# Passage shown:
____________

Confessions of a Concussed Cyclist: 11 years

August 19, 2025

Eleven years ago, a driver decided to not share the road with me.  A driver decided her time was more important than my safety, my well-being, my life.  Eleven years ago traumatic brain injury entered the room and never left.  A TBI comes in uninvited. It does not care who you are or what you’re going through.

On July 23rd of this year, I had surgery at the base of my neck.  Immediately I realized it was going to be a very uncomfortable recovery.  The recovery became even more uncomfortable as fevers developed and a lot of fluid began collecting around the incision.  Through this discomfort, my TBI remained.  I was healing from surgery and dealing with my typical daily TBI challenges.  Made even more challenging because sleeping with a neck incision was quite difficult and functioning with a TBI and lack of sleep is a special kind of awful.

____________

# What to produce:
Write what comes next in the post about living with a brain injury after a bike crash, starting right after its last sentence.

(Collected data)
____________

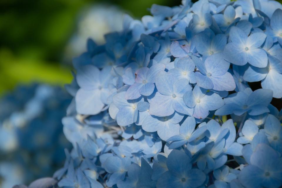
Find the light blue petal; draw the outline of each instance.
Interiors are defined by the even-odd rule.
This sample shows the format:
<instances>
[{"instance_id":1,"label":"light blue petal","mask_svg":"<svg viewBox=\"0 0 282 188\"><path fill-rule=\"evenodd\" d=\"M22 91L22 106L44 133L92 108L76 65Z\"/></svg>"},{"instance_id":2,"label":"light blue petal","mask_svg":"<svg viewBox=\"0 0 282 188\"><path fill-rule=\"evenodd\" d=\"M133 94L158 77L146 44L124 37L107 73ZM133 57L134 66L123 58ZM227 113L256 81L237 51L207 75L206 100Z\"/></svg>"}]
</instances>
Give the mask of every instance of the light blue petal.
<instances>
[{"instance_id":1,"label":"light blue petal","mask_svg":"<svg viewBox=\"0 0 282 188\"><path fill-rule=\"evenodd\" d=\"M137 109L140 112L144 112L149 109L150 104L148 102L140 102L137 104Z\"/></svg>"},{"instance_id":2,"label":"light blue petal","mask_svg":"<svg viewBox=\"0 0 282 188\"><path fill-rule=\"evenodd\" d=\"M223 100L218 94L211 92L207 94L200 100L201 105L203 107L209 110L214 110L224 105Z\"/></svg>"},{"instance_id":3,"label":"light blue petal","mask_svg":"<svg viewBox=\"0 0 282 188\"><path fill-rule=\"evenodd\" d=\"M196 105L196 99L192 91L188 91L185 93L183 95L183 100L185 104L189 108L194 108Z\"/></svg>"},{"instance_id":4,"label":"light blue petal","mask_svg":"<svg viewBox=\"0 0 282 188\"><path fill-rule=\"evenodd\" d=\"M196 104L194 107L193 116L198 119L204 119L209 115L209 110L200 104Z\"/></svg>"},{"instance_id":5,"label":"light blue petal","mask_svg":"<svg viewBox=\"0 0 282 188\"><path fill-rule=\"evenodd\" d=\"M256 188L261 186L263 171L255 166L250 165L245 167L240 172L239 180L243 185L247 187Z\"/></svg>"},{"instance_id":6,"label":"light blue petal","mask_svg":"<svg viewBox=\"0 0 282 188\"><path fill-rule=\"evenodd\" d=\"M98 114L105 105L100 97L100 93L98 90L85 90L80 88L75 95L76 111L85 115Z\"/></svg>"},{"instance_id":7,"label":"light blue petal","mask_svg":"<svg viewBox=\"0 0 282 188\"><path fill-rule=\"evenodd\" d=\"M180 58L177 62L177 66L184 70L187 71L194 71L195 68L195 65L193 60L188 57Z\"/></svg>"},{"instance_id":8,"label":"light blue petal","mask_svg":"<svg viewBox=\"0 0 282 188\"><path fill-rule=\"evenodd\" d=\"M237 142L235 142L231 144L225 152L226 154L234 156L241 156L243 155L242 150L243 146Z\"/></svg>"},{"instance_id":9,"label":"light blue petal","mask_svg":"<svg viewBox=\"0 0 282 188\"><path fill-rule=\"evenodd\" d=\"M109 157L104 162L103 166L106 171L112 174L121 169L121 160L117 157Z\"/></svg>"},{"instance_id":10,"label":"light blue petal","mask_svg":"<svg viewBox=\"0 0 282 188\"><path fill-rule=\"evenodd\" d=\"M264 50L261 48L249 50L247 53L248 62L252 65L263 68L267 66L268 59L267 54Z\"/></svg>"},{"instance_id":11,"label":"light blue petal","mask_svg":"<svg viewBox=\"0 0 282 188\"><path fill-rule=\"evenodd\" d=\"M252 164L261 169L271 170L274 167L272 165L278 159L278 154L275 150L268 145L261 144L258 145L252 155L251 162Z\"/></svg>"},{"instance_id":12,"label":"light blue petal","mask_svg":"<svg viewBox=\"0 0 282 188\"><path fill-rule=\"evenodd\" d=\"M193 114L193 109L186 105L182 97L177 97L172 100L172 103L173 109L177 112L189 115Z\"/></svg>"},{"instance_id":13,"label":"light blue petal","mask_svg":"<svg viewBox=\"0 0 282 188\"><path fill-rule=\"evenodd\" d=\"M270 25L273 30L278 31L282 29L282 24L281 21L281 17L282 10L280 9L276 9L272 15L270 21Z\"/></svg>"},{"instance_id":14,"label":"light blue petal","mask_svg":"<svg viewBox=\"0 0 282 188\"><path fill-rule=\"evenodd\" d=\"M164 126L158 130L158 135L162 140L165 141L174 135L179 134L179 124L173 124L167 121Z\"/></svg>"},{"instance_id":15,"label":"light blue petal","mask_svg":"<svg viewBox=\"0 0 282 188\"><path fill-rule=\"evenodd\" d=\"M247 35L243 30L237 27L231 27L229 37L232 43L237 46L245 45L248 38Z\"/></svg>"},{"instance_id":16,"label":"light blue petal","mask_svg":"<svg viewBox=\"0 0 282 188\"><path fill-rule=\"evenodd\" d=\"M176 58L181 58L187 56L187 53L181 48L178 41L172 42L170 45L170 53Z\"/></svg>"},{"instance_id":17,"label":"light blue petal","mask_svg":"<svg viewBox=\"0 0 282 188\"><path fill-rule=\"evenodd\" d=\"M150 115L143 121L142 128L147 132L155 132L162 127L162 124L163 123L156 117Z\"/></svg>"},{"instance_id":18,"label":"light blue petal","mask_svg":"<svg viewBox=\"0 0 282 188\"><path fill-rule=\"evenodd\" d=\"M250 95L247 104L249 106L258 104L267 106L272 100L273 93L270 90L256 90Z\"/></svg>"},{"instance_id":19,"label":"light blue petal","mask_svg":"<svg viewBox=\"0 0 282 188\"><path fill-rule=\"evenodd\" d=\"M162 63L155 64L150 68L147 73L147 80L149 83L155 83L156 77L161 70L164 70L165 65Z\"/></svg>"},{"instance_id":20,"label":"light blue petal","mask_svg":"<svg viewBox=\"0 0 282 188\"><path fill-rule=\"evenodd\" d=\"M268 72L268 69L267 67L258 68L250 66L245 72L243 78L247 82L258 82L265 78Z\"/></svg>"},{"instance_id":21,"label":"light blue petal","mask_svg":"<svg viewBox=\"0 0 282 188\"><path fill-rule=\"evenodd\" d=\"M197 81L197 85L199 86L208 89L214 88L214 85L210 77L204 75L198 72L195 73L195 76Z\"/></svg>"},{"instance_id":22,"label":"light blue petal","mask_svg":"<svg viewBox=\"0 0 282 188\"><path fill-rule=\"evenodd\" d=\"M98 68L88 65L78 67L76 71L76 81L81 88L88 90L98 88L100 83L100 71Z\"/></svg>"},{"instance_id":23,"label":"light blue petal","mask_svg":"<svg viewBox=\"0 0 282 188\"><path fill-rule=\"evenodd\" d=\"M248 38L246 46L250 49L259 48L264 42L266 35L261 33L256 33Z\"/></svg>"},{"instance_id":24,"label":"light blue petal","mask_svg":"<svg viewBox=\"0 0 282 188\"><path fill-rule=\"evenodd\" d=\"M236 12L235 9L231 5L229 5L224 11L224 17L228 21L232 21L235 18Z\"/></svg>"},{"instance_id":25,"label":"light blue petal","mask_svg":"<svg viewBox=\"0 0 282 188\"><path fill-rule=\"evenodd\" d=\"M263 89L270 89L273 92L273 97L282 98L282 74L270 70L265 79L261 81Z\"/></svg>"},{"instance_id":26,"label":"light blue petal","mask_svg":"<svg viewBox=\"0 0 282 188\"><path fill-rule=\"evenodd\" d=\"M186 174L189 177L187 185L191 187L197 187L203 184L206 180L206 174L201 170L194 169L189 170Z\"/></svg>"},{"instance_id":27,"label":"light blue petal","mask_svg":"<svg viewBox=\"0 0 282 188\"><path fill-rule=\"evenodd\" d=\"M190 142L194 140L204 134L206 130L207 127L205 126L198 127L193 132L192 135L188 139L187 141Z\"/></svg>"},{"instance_id":28,"label":"light blue petal","mask_svg":"<svg viewBox=\"0 0 282 188\"><path fill-rule=\"evenodd\" d=\"M156 86L158 91L163 95L173 94L173 86L177 81L176 77L164 71L159 72L156 78Z\"/></svg>"},{"instance_id":29,"label":"light blue petal","mask_svg":"<svg viewBox=\"0 0 282 188\"><path fill-rule=\"evenodd\" d=\"M212 76L221 76L225 74L229 68L230 63L223 58L220 53L212 55L205 61L205 67L208 73Z\"/></svg>"},{"instance_id":30,"label":"light blue petal","mask_svg":"<svg viewBox=\"0 0 282 188\"><path fill-rule=\"evenodd\" d=\"M264 124L264 130L267 133L273 136L278 136L281 127L279 120L273 115L269 114L266 118Z\"/></svg>"},{"instance_id":31,"label":"light blue petal","mask_svg":"<svg viewBox=\"0 0 282 188\"><path fill-rule=\"evenodd\" d=\"M117 114L117 122L121 126L132 124L136 122L138 113L137 107L135 109L130 106L122 107Z\"/></svg>"},{"instance_id":32,"label":"light blue petal","mask_svg":"<svg viewBox=\"0 0 282 188\"><path fill-rule=\"evenodd\" d=\"M236 87L233 76L228 72L221 76L212 76L210 78L214 85L212 89L215 90L233 91Z\"/></svg>"},{"instance_id":33,"label":"light blue petal","mask_svg":"<svg viewBox=\"0 0 282 188\"><path fill-rule=\"evenodd\" d=\"M242 66L248 62L247 56L244 49L238 47L233 42L226 45L224 53L225 60L234 65Z\"/></svg>"},{"instance_id":34,"label":"light blue petal","mask_svg":"<svg viewBox=\"0 0 282 188\"><path fill-rule=\"evenodd\" d=\"M184 93L191 90L189 81L186 79L181 79L178 80L173 85L174 94L177 97L182 97Z\"/></svg>"},{"instance_id":35,"label":"light blue petal","mask_svg":"<svg viewBox=\"0 0 282 188\"><path fill-rule=\"evenodd\" d=\"M174 111L172 107L173 100L171 95L164 95L157 92L151 101L150 114L161 117L171 115Z\"/></svg>"},{"instance_id":36,"label":"light blue petal","mask_svg":"<svg viewBox=\"0 0 282 188\"><path fill-rule=\"evenodd\" d=\"M135 82L142 83L143 80L146 80L147 78L147 73L149 70L149 68L148 67L142 67L136 70L135 72L136 75Z\"/></svg>"},{"instance_id":37,"label":"light blue petal","mask_svg":"<svg viewBox=\"0 0 282 188\"><path fill-rule=\"evenodd\" d=\"M127 68L122 75L122 81L126 84L131 85L135 82L135 75L131 68Z\"/></svg>"},{"instance_id":38,"label":"light blue petal","mask_svg":"<svg viewBox=\"0 0 282 188\"><path fill-rule=\"evenodd\" d=\"M184 136L190 136L195 130L196 121L193 117L188 116L180 127L179 133Z\"/></svg>"},{"instance_id":39,"label":"light blue petal","mask_svg":"<svg viewBox=\"0 0 282 188\"><path fill-rule=\"evenodd\" d=\"M195 36L193 40L199 53L202 55L208 55L212 42L210 38L204 33L201 33Z\"/></svg>"},{"instance_id":40,"label":"light blue petal","mask_svg":"<svg viewBox=\"0 0 282 188\"><path fill-rule=\"evenodd\" d=\"M181 177L183 172L192 168L191 159L184 152L174 150L167 160L167 166L169 172L174 175ZM181 161L181 163L179 161Z\"/></svg>"},{"instance_id":41,"label":"light blue petal","mask_svg":"<svg viewBox=\"0 0 282 188\"><path fill-rule=\"evenodd\" d=\"M191 56L194 64L196 66L197 68L201 72L204 74L206 74L207 72L205 67L205 65L203 61L196 56Z\"/></svg>"},{"instance_id":42,"label":"light blue petal","mask_svg":"<svg viewBox=\"0 0 282 188\"><path fill-rule=\"evenodd\" d=\"M138 98L141 96L139 90L144 84L143 83L135 83L131 85L126 91L125 98L127 100L132 100Z\"/></svg>"},{"instance_id":43,"label":"light blue petal","mask_svg":"<svg viewBox=\"0 0 282 188\"><path fill-rule=\"evenodd\" d=\"M250 120L246 120L242 129L242 132L244 136L247 138L253 138L258 132L258 128L254 123Z\"/></svg>"},{"instance_id":44,"label":"light blue petal","mask_svg":"<svg viewBox=\"0 0 282 188\"><path fill-rule=\"evenodd\" d=\"M212 50L215 51L214 52L214 53L216 52L219 53L223 52L227 42L227 38L225 35L218 34L215 36L212 41L211 48Z\"/></svg>"},{"instance_id":45,"label":"light blue petal","mask_svg":"<svg viewBox=\"0 0 282 188\"><path fill-rule=\"evenodd\" d=\"M153 93L155 89L155 85L154 84L148 83L143 85L139 89L139 93L142 95L149 96Z\"/></svg>"},{"instance_id":46,"label":"light blue petal","mask_svg":"<svg viewBox=\"0 0 282 188\"><path fill-rule=\"evenodd\" d=\"M258 115L269 112L269 110L267 107L261 105L254 105L248 111L248 113L251 115ZM238 115L236 114L235 112L234 113L236 115Z\"/></svg>"}]
</instances>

____________

# Exercise response:
On August 7th it was decided that a post-surgical drain needed to be placed to remove the fluid and give my incision a better chance at healing.  On August 11th the drain was placed and a whole new level of discomfort began.  But you know what remained?  My brain injury.  

On August 16th my drain was accidentally pulled.  It immediately hurt and then a burning sensation began.  I was at my breaking point.  I hadn’t slept well in weeks at this point.  I am not comfortable.  My beloved, necessary, routine is off.  I can’t just shower or just wash my hair as normal, because the drain site must remain dry. I can’t sleep in my normal position. I have lifting restrictions. Everything is more complicated.  I was losing my patience and my stamina to deal with it all.  My mother and I went to my local ED to get the drain checked. My TBI tagged along for the trip. A long day, made even longer.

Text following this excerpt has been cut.